[[ AVAILABLE RECORDS open ]]
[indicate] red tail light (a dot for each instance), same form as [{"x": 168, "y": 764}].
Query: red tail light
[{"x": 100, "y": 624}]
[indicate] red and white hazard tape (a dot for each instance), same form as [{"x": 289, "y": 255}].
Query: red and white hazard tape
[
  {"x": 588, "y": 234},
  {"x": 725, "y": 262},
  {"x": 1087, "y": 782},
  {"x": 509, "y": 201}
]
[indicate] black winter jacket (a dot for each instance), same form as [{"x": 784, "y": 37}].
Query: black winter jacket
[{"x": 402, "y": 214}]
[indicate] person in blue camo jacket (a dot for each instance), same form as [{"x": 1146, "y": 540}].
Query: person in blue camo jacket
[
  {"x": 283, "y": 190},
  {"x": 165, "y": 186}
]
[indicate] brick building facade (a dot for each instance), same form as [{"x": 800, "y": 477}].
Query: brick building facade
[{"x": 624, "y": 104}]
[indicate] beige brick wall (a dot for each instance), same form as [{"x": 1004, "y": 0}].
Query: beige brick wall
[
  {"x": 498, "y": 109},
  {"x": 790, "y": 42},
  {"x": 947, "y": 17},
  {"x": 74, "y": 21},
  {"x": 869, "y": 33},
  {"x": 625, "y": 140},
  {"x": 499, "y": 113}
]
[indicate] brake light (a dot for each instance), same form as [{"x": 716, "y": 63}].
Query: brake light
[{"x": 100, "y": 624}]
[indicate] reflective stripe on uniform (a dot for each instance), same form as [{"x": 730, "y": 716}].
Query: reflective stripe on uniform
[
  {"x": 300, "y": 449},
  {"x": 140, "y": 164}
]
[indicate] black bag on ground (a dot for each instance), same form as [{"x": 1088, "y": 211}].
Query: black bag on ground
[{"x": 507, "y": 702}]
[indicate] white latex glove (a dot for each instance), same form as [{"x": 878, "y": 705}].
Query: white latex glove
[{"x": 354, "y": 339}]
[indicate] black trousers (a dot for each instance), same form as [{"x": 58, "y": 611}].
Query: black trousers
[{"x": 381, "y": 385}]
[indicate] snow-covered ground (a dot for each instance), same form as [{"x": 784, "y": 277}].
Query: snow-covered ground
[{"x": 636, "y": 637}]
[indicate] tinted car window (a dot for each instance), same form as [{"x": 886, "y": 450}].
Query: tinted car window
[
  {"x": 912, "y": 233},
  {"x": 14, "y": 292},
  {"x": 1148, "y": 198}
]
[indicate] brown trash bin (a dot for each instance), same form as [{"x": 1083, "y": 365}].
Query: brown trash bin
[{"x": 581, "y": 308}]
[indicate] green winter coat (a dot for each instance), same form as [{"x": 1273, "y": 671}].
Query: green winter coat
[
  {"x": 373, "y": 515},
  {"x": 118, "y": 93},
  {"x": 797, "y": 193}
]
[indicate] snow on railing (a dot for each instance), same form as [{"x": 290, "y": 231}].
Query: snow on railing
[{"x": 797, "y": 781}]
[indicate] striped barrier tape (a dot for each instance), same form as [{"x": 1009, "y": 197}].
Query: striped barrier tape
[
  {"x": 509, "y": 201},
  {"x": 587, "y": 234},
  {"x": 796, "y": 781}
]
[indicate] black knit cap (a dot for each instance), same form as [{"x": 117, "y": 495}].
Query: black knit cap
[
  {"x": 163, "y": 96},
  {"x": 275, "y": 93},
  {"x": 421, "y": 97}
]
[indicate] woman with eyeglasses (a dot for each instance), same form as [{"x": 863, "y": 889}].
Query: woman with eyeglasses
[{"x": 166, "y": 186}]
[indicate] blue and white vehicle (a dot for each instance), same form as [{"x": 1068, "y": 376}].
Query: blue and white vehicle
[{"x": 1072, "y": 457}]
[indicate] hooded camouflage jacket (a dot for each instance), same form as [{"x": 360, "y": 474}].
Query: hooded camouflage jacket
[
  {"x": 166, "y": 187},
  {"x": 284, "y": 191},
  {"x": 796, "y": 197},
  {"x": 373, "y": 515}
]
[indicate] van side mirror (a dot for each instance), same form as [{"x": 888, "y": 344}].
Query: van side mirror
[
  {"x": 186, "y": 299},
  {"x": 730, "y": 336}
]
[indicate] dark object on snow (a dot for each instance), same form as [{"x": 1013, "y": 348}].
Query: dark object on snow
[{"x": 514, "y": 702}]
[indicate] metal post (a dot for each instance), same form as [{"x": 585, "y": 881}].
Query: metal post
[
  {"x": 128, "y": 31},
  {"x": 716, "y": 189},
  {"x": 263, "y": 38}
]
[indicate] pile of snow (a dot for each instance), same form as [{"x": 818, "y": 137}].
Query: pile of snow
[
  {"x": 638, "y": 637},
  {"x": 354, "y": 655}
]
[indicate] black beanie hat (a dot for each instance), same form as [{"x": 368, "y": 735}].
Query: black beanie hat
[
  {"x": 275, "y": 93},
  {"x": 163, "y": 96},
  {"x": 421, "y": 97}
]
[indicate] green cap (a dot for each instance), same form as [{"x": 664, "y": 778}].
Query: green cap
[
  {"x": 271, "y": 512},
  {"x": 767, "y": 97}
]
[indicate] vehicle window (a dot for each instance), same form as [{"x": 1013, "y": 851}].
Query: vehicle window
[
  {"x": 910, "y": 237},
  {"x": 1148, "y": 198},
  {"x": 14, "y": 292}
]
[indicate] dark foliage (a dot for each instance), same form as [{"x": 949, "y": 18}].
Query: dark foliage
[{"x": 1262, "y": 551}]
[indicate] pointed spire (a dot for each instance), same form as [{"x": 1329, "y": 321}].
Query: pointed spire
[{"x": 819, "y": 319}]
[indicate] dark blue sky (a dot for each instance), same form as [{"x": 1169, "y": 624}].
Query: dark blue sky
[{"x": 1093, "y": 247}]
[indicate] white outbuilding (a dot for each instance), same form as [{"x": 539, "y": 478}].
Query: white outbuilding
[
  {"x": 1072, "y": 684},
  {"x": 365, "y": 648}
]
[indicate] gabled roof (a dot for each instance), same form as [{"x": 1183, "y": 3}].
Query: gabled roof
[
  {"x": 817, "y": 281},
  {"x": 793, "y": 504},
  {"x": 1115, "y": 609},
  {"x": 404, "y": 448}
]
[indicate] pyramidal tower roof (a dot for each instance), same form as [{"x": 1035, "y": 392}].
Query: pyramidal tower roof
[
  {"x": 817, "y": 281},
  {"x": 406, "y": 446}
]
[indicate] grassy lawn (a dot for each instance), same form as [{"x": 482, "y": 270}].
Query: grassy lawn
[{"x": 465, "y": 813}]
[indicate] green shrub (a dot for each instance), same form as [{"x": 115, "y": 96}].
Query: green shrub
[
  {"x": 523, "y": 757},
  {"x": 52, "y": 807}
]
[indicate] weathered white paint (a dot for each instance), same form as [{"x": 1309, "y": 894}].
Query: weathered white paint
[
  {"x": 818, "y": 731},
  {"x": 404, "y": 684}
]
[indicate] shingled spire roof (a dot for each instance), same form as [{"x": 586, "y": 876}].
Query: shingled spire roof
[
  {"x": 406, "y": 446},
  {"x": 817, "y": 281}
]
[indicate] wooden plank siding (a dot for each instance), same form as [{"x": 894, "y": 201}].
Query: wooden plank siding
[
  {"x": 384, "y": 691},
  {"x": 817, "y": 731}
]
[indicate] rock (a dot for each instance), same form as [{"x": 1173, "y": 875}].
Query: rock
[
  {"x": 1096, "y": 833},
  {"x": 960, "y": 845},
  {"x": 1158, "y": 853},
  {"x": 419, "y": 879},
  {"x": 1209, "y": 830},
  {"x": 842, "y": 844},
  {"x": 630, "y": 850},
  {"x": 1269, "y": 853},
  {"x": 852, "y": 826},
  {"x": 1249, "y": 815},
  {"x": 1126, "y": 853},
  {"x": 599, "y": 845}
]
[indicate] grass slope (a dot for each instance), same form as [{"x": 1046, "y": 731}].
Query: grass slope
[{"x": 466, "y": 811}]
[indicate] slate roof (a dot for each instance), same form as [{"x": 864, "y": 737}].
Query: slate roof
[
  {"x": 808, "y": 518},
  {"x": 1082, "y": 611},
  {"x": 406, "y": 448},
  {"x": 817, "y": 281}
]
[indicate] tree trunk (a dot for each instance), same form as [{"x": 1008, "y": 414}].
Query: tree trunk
[[ AVAILABLE RECORDS closed ]]
YOUR INSTRUCTIONS ▸
Please copy exactly the lines from the one that contains "[indicate] grass slope" up to and including the final line of the listing above.

SOLUTION TO THE PROBLEM ▸
[indicate] grass slope (a dot for each instance), same form as [{"x": 1046, "y": 731}].
Query: grass slope
[{"x": 466, "y": 811}]
[indicate] slate roof (a dot for each instance), same form as [{"x": 864, "y": 737}].
Query: slate roof
[
  {"x": 808, "y": 518},
  {"x": 1082, "y": 611},
  {"x": 406, "y": 448},
  {"x": 817, "y": 281}
]
[indicate] tree trunk (a dot for each instance), same form as [{"x": 1008, "y": 414}].
Query: tree trunk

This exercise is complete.